____ PASSAGE
Purpose of the Study:

  • To evaluate the distribution and functional composition of loci generated by GBS.
  • To assess the impact of different restriction enzymes (EcoT22I and ApeKI) on genome representation in fish and sea urchin species.
  • To investigate potential biases in sampling exonic, intronic, and intergenic regions.

Main Methods:

  • Applied GBS to two fish species (Symphodus ocellatus, S. tinca) and two sea urchin species (Paracentrotus lividus, Arbacia lixula).
  • Mapped sequenced loci to the closest available reference genomes (Labrus bergylta, Strongylocentrotus purpuratus).
  • Classified loci and analyzed functions using Gene Ontology (GO) terms; simulated enzyme effects on reference genomes.

Main Results:

  • Detected enzyme-dependent enrichment of loci in exonic or intergenic regions in both simulated and experimental data.
  • Found no significant differences between total and candidate loci for adaptation in empirical data.
  • Identified shared, general functions across all four species for the mapped loci.

Conclusions:

  • Restriction enzyme choice significantly influences genome representation in GBS studies.
  • High-quality, annotated reference genomes are essential for accurate conservation genomic analyses.
  • Enzyme selection biases need consideration to avoid misinterpreting population structure and local adaptation signals.
________
__SET OF TASKS__
[1] Answer these from the study summary:
(a) Which two restriction enzymes were compared?
(b) Which reference genomes were the sequenced loci mapped to?
(c) How did total loci and candidate loci for adaptation compare in the empirical data?
[2] Switch "sea urchin" to "echinoid" in the study summary, and write out the part starting with "Purpose of the" and going on through "lividus, Arbacia lixula).".
The study summary is all you need here; the data can be ignored.
____ GIVEN INFORMATION
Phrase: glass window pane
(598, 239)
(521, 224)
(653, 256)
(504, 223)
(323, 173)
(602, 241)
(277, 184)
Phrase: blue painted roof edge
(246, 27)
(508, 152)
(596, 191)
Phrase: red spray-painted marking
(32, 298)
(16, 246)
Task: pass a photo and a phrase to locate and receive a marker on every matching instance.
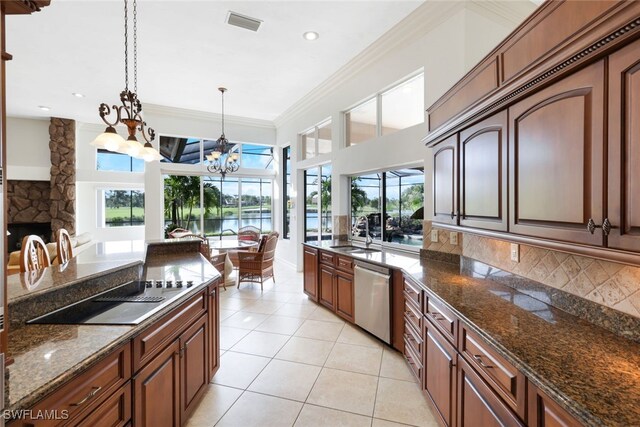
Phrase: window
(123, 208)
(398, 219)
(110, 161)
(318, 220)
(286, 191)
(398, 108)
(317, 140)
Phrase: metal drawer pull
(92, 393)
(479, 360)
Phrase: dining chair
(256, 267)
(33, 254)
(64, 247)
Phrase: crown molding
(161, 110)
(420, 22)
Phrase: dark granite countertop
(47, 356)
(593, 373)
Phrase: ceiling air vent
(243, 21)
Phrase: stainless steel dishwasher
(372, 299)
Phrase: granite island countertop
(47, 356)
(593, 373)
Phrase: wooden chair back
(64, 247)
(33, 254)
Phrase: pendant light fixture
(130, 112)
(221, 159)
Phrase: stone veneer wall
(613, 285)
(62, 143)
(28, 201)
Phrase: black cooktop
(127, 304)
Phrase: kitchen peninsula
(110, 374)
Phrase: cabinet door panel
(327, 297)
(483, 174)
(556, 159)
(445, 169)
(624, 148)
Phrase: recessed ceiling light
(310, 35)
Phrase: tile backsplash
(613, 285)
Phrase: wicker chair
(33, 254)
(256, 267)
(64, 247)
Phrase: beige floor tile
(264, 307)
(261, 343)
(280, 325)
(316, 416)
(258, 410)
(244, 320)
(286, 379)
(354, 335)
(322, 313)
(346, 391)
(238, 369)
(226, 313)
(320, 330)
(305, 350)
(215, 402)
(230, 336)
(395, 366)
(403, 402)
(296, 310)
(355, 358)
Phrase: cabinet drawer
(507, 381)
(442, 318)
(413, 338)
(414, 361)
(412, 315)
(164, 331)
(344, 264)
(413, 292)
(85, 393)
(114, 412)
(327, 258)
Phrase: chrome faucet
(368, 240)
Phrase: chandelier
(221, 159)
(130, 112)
________
____ GIVEN INFORMATION
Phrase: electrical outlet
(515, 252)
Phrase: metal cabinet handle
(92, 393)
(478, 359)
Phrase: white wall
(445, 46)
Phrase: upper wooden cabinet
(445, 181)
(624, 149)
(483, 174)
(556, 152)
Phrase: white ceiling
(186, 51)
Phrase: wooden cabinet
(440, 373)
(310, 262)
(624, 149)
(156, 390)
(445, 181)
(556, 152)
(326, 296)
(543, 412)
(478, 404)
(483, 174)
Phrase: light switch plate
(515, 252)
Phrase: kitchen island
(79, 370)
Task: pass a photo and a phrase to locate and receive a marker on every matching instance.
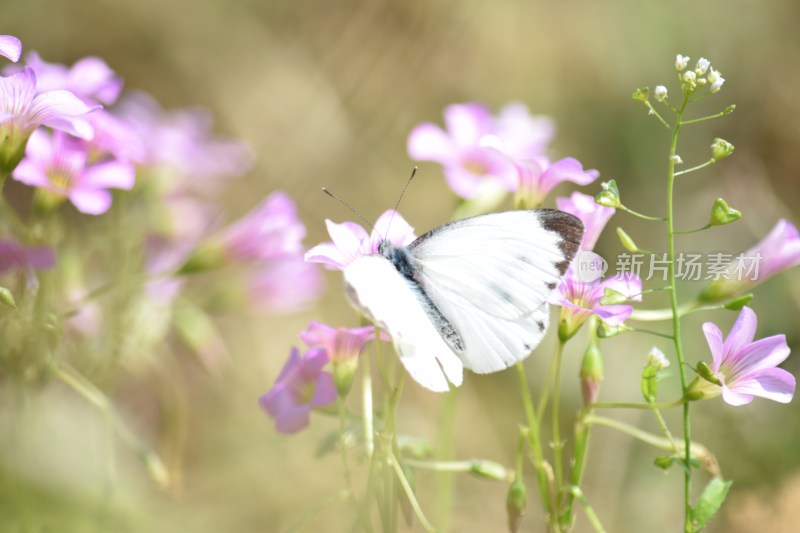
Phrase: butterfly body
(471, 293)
________
__SOLUTIONS TO THE PROBLEMS__
[1]
(a) EcoT22I and ApeKI.
(b) Labrus bergylta and Strongylocentrotus purpuratus.
(c) No significant differences were found between them.

[2]
Purpose of the Study:

  • To evaluate the distribution and functional composition of loci generated by GBS.
  • To assess the impact of different restriction enzymes (EcoT22I and ApeKI) on genome representation in fish and echinoid species.
  • To investigate potential biases in sampling exonic, intronic, and intergenic regions.

Main Methods:

  • Applied GBS to two fish species (Symphodus ocellatus, S. tinca) and two echinoid species (Paracentrotus lividus, Arbacia lixula).